Given task: Show each line of the data below that contains the word "wall", copied in full.
BEGIN Input material
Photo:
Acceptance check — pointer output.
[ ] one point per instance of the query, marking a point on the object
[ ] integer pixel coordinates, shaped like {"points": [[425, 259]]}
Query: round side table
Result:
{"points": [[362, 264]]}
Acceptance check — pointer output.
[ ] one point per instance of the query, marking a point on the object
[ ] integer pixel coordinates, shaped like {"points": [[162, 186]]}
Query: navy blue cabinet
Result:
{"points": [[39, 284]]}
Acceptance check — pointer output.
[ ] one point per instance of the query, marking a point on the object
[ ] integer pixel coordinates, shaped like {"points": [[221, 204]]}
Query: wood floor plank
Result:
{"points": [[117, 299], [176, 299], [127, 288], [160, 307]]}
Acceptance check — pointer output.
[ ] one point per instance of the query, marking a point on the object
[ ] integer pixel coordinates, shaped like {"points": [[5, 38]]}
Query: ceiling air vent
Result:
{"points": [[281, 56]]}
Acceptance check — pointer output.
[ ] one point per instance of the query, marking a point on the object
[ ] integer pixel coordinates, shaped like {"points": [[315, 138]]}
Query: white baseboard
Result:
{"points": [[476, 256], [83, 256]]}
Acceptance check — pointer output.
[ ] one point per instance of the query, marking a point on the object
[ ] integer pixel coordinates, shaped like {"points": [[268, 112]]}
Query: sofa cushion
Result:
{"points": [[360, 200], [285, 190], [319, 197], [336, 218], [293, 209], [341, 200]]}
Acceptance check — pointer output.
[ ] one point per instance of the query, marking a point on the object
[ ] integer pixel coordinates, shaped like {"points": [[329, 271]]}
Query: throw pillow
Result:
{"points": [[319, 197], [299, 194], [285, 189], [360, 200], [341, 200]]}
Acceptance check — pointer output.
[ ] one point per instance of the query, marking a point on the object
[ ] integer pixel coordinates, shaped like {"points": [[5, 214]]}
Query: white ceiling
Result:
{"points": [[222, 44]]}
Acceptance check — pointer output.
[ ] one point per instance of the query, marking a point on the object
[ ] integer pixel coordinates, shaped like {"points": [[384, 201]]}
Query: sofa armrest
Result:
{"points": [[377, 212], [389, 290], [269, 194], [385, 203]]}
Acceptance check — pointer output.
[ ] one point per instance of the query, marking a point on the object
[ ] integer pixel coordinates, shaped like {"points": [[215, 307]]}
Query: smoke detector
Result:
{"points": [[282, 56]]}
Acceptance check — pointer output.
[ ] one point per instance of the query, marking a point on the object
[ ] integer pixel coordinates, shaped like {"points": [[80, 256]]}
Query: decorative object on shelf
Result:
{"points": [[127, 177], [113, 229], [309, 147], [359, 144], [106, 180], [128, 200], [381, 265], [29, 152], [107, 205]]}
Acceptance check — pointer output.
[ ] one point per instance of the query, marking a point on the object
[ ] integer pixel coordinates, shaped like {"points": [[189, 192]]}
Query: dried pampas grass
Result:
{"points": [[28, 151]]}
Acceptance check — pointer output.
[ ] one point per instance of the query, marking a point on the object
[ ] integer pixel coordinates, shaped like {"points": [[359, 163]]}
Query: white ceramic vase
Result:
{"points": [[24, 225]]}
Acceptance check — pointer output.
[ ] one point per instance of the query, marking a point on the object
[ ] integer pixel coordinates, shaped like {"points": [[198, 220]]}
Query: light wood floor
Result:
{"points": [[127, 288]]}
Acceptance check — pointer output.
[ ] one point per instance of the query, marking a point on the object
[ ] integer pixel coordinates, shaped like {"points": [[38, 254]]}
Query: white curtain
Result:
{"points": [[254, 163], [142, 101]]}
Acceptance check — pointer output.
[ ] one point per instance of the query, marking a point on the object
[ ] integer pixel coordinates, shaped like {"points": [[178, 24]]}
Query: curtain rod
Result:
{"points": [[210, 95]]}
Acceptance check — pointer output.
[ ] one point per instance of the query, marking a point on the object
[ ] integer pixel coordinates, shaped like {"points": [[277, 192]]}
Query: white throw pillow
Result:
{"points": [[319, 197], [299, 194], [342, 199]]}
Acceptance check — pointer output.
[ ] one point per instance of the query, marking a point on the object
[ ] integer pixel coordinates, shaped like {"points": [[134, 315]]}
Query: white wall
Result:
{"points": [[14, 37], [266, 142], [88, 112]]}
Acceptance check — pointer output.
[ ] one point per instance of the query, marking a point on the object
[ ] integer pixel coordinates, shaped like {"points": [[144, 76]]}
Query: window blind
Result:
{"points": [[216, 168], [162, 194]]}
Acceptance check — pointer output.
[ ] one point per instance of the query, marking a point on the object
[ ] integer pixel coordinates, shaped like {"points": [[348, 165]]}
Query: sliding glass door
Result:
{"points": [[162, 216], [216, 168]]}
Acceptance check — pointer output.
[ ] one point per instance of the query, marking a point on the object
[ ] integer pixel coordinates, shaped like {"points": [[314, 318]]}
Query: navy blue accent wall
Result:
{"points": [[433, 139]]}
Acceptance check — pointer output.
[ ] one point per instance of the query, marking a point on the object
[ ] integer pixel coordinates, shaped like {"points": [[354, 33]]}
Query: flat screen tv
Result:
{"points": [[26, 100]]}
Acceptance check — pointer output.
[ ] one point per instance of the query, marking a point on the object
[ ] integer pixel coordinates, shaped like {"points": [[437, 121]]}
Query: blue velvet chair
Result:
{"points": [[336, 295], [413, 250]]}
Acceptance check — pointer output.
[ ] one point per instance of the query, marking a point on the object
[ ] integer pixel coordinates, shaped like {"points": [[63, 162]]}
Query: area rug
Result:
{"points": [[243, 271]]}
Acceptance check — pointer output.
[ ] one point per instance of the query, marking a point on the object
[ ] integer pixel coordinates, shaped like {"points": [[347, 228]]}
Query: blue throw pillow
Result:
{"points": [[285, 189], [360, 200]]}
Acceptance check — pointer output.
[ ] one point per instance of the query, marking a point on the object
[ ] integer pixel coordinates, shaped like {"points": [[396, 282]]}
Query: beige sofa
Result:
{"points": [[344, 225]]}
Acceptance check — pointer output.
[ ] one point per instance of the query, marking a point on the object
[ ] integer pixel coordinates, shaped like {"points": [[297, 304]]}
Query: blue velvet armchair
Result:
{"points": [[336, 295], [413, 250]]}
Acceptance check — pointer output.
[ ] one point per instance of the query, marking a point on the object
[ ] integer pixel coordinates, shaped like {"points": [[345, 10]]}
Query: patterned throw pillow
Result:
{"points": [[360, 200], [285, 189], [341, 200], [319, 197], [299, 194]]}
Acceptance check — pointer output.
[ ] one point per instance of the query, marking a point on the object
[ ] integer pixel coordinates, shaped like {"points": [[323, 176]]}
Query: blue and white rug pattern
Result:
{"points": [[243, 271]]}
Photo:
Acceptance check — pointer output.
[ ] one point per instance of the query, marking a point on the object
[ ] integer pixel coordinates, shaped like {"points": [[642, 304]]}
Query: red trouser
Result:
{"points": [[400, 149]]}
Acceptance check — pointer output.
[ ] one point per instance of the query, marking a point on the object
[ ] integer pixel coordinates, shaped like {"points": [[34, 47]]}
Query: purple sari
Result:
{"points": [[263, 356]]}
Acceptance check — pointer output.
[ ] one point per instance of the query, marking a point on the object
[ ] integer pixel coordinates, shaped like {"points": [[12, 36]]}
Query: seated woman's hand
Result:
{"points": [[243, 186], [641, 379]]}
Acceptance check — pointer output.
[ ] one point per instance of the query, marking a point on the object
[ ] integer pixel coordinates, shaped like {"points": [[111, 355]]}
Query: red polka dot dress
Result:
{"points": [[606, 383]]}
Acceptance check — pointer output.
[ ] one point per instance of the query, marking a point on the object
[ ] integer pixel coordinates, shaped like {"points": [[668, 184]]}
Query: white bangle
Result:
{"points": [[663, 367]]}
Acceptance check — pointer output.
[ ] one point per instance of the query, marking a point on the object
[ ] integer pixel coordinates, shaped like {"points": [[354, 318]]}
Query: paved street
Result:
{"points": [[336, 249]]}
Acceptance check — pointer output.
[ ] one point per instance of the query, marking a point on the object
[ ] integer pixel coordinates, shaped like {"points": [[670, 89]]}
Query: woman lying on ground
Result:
END Input material
Response to this exercise:
Query: white wall
Query: navy blue accent wall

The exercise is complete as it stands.